(Source records)
--- START ---

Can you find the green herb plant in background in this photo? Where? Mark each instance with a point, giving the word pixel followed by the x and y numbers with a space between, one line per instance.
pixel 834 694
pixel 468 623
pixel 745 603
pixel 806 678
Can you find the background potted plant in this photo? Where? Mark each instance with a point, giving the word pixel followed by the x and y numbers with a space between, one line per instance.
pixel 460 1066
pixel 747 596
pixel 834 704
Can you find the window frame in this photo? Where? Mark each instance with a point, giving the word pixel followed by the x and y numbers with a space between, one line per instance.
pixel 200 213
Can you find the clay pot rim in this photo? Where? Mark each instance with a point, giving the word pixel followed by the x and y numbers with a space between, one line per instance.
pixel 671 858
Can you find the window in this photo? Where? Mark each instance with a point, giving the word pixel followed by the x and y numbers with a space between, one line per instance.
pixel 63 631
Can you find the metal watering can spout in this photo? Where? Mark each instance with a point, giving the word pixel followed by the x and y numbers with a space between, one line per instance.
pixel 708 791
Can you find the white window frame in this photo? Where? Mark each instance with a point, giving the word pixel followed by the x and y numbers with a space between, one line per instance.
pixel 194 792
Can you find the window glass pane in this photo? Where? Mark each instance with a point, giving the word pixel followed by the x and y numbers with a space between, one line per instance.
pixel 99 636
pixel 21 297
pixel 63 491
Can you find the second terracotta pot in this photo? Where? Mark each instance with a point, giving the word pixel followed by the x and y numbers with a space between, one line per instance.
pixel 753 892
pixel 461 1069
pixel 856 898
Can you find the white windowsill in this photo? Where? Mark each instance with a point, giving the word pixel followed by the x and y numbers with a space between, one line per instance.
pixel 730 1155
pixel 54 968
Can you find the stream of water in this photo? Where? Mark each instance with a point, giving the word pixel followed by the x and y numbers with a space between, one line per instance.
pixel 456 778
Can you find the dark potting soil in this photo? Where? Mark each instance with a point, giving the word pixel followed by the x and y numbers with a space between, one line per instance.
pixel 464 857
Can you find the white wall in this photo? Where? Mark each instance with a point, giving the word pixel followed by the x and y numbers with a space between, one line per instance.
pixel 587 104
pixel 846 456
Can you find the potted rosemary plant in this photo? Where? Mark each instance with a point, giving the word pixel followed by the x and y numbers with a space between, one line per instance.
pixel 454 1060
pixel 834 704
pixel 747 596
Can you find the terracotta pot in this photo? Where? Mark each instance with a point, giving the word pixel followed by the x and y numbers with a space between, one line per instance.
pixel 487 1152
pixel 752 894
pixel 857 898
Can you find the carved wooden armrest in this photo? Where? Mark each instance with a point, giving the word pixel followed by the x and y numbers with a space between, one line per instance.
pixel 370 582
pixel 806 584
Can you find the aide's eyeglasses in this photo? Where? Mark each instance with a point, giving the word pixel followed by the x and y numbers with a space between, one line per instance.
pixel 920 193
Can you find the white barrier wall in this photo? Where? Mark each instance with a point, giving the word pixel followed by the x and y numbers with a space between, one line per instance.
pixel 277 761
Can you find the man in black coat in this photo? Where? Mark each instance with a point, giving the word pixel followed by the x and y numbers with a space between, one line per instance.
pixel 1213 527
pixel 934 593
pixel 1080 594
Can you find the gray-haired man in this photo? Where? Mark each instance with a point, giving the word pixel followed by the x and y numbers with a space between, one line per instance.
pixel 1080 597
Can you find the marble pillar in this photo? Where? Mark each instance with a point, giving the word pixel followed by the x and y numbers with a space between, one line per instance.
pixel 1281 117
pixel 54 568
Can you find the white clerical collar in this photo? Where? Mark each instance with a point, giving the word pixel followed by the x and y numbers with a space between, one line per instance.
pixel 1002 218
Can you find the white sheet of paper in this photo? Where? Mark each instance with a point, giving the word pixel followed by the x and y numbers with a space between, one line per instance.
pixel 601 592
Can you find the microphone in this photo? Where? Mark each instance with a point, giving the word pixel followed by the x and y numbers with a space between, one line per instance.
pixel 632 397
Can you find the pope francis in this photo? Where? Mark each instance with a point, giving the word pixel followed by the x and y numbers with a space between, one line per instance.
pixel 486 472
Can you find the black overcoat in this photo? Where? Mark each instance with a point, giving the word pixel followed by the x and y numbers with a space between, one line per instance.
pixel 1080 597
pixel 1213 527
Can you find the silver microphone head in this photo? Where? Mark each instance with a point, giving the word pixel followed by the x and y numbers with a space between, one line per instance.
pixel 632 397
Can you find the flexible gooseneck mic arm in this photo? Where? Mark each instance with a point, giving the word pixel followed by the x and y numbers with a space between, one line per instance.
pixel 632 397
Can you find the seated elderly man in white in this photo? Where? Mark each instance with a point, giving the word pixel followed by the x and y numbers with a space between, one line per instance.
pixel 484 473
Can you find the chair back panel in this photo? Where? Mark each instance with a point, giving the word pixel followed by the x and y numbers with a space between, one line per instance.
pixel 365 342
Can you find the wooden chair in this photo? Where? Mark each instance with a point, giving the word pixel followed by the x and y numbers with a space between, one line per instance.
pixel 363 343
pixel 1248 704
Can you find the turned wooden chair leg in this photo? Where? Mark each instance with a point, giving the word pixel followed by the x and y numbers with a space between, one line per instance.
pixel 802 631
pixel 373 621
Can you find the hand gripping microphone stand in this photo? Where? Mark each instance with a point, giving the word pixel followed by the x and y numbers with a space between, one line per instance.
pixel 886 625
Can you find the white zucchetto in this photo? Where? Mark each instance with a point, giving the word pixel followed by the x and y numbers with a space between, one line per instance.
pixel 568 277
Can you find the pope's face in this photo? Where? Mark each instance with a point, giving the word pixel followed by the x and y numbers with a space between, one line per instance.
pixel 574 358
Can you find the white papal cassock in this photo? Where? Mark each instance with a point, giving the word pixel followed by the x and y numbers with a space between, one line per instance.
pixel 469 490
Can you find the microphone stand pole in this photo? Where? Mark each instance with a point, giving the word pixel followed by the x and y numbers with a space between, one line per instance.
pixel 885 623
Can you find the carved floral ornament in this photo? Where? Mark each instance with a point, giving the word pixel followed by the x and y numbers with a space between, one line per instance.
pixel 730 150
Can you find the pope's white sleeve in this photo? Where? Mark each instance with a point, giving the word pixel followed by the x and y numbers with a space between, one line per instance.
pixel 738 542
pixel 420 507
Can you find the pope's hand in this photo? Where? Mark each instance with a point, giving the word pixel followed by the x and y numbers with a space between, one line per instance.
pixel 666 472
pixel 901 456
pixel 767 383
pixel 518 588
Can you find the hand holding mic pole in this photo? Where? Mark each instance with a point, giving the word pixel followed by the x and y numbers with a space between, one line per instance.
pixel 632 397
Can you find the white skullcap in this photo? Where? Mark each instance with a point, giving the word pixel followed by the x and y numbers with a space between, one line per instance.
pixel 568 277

--- END ---

**Activity:**
No lines before the one containing "Can you find the hand holding" belong in the answer; write out that line and each one after it exactly, through the end of the records.

**Task output:**
Can you find the hand holding mic pole in this photo? Where? Mark each instance with a point, giving the word pixel followed by the x and y numbers with a space between, one line per instance.
pixel 632 397
Can you find the white skullcap in this photo? Where? Mark each instance with a point, giving the word pixel followed by the x and y numbers with a space between, one line per instance.
pixel 568 277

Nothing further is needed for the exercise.